Problem statement: Among the entries below, find the lines with the word "this" and return them.

Excerpted data:
§
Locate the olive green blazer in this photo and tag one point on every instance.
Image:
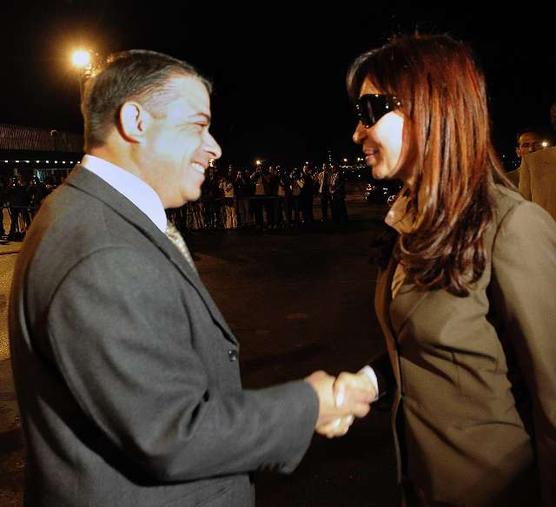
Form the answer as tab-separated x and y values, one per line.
464	365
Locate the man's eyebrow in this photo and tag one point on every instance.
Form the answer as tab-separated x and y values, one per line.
204	116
§
Response below:
Locate the olive green blazer in this photo and tag one point on every instance.
Locate the man's eyebrow in this photo and tag one point on every instance.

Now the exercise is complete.